Problem to work on >>
Copy out the forum post on cylinder pressure and pushrods word for word, in full.

Document section >>

# # # #

Question about your calculations

[nosparks]

boost pressure and spring pressure are a very small part of why a better pushrod is needed. Here is a study I did a while back. No opinions just numbers.

Zach


The following equations are for average cylinder pressure not peak which would be much higher for short moments. At the points in which the pushrods will be affected average is more precise such as exhaust opening. Also for horsepower the equation calls for BHP which is at the flywheel. For this I assume any reading obtained at the rear wheels will have a 16% loss in the driveline. For the equation to see how your cylinder pressure lines up look at the second number whiich is a derivative of the BHP. Also a lot of the trucks I have seen peak at around 2600rpm
792,000xBHP/C.I.x rpm=avg cyl pressure

325hp at crank = 273 at the wheels= 275psi
600 hp at crank=504 at wheels= 509psi.

# # # #

Source data >>
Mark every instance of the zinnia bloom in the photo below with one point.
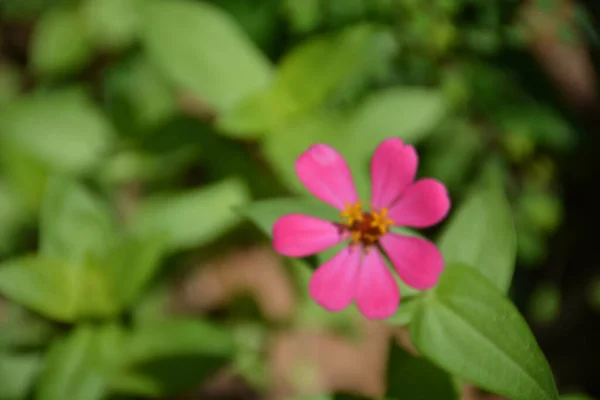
(359, 272)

# # # #

Response to the exercise >>
Question about your calculations

[nosparks]

boost pressure and spring pressure are a very small part of why a better pushrod is needed. Here is a study I did a while back. No opinions just numbers.

Zach


The following equations are for average cylinder pressure not peak which would be much higher for short moments. At the points in which the pushrods will be affected average is more precise such as exhaust opening. Also for horsepower the equation calls for BHP which is at the flywheel. For this I assume any reading obtained at the rear wheels will have a 16% loss in the driveline. For the equation to see how your cylinder pressure lines up look at the second number whiich is a derivative of the BHP. Also a lot of the trucks I have seen peak at around 2600rpm
792,000xBHP/C.I.x rpm=avg cyl pressure

325hp at crank = 273 at the wheels= 275psi
600 hp at crank=504 at wheels= 509psi.